→ **AIM OF THE TASK**
Please reproduce the records exactly, leaving out any pictures.

→ **PROVIDED MATERIAL**
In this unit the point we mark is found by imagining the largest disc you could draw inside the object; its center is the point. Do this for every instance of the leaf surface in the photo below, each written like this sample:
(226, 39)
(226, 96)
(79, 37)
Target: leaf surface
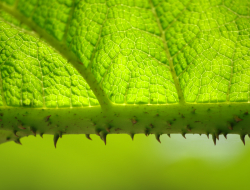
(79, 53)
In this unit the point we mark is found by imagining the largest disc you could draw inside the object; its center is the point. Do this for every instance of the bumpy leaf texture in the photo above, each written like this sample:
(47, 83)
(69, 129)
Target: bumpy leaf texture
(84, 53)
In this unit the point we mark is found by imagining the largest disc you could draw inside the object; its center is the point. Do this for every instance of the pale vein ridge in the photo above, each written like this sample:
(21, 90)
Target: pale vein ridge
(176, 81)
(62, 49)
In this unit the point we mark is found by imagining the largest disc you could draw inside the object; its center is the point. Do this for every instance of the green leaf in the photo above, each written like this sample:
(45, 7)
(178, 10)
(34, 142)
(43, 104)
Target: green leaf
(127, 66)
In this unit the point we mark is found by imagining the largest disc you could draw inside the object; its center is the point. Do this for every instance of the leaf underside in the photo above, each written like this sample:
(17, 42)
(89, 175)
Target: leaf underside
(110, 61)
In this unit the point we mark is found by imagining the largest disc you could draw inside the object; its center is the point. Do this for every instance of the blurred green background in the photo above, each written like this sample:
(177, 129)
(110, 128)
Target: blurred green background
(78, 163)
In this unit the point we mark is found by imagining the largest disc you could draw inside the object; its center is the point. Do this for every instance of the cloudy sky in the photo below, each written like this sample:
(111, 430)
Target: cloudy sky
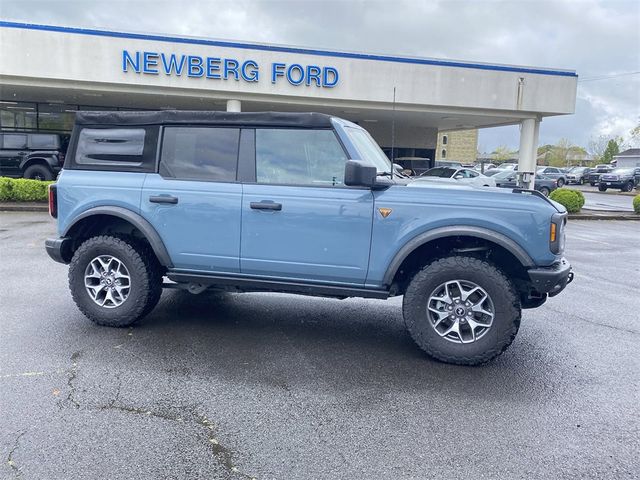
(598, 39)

→ **RESULT**
In this unit the point we mark is found by imagining the largest disc you could draw inside the object; its center is the point. Do this for every instance of the leaf surface in the photo below, each written like this sample:
(226, 39)
(226, 96)
(79, 37)
Target: leaf surface
(79, 53)
In this unit the point we mark is found by imagining the largest disc you could draw inside the object; its center is the point. Do this for every instance of the bumpy leaf texture in the photo above, each written like this sample:
(47, 83)
(69, 129)
Target: bumpy leaf texture
(84, 53)
In this unit the point we mark is found by imagining the largest disc you could draw inside the object; its center is the point. Do this for every instance of the pale vein ridge in the photo above, each written like this sample:
(21, 90)
Target: pale vein ridge
(176, 81)
(62, 49)
In this unit the point we mark is found by imagining the largest disc you could draw inside the object; its center is the point. Do this for every instance of the green leaf in the photo above, each written like this sample:
(45, 7)
(178, 10)
(34, 142)
(43, 104)
Target: green leaf
(127, 66)
In this unit the point we mark is found by imagining the largest disc you could draw inside the object; its center is the point. Do this for every instance of the leaf underside in the photo above, each written like this sample:
(17, 42)
(89, 175)
Target: leaf underside
(110, 61)
In this unit the point we mark is found by imagining the largest disc you could draw inside the object; its center is the point. Do this for every instance of the blurred green background in the photo above, each written like this sample:
(177, 129)
(110, 128)
Target: blurred green background
(78, 163)
In this unit the point we mark is found by imagining the largest disc you could draw inside the object; its center is the point. Do this for every instance of the cloudy sky in the photo below, each written like this sample:
(111, 430)
Target: cloudy sky
(598, 39)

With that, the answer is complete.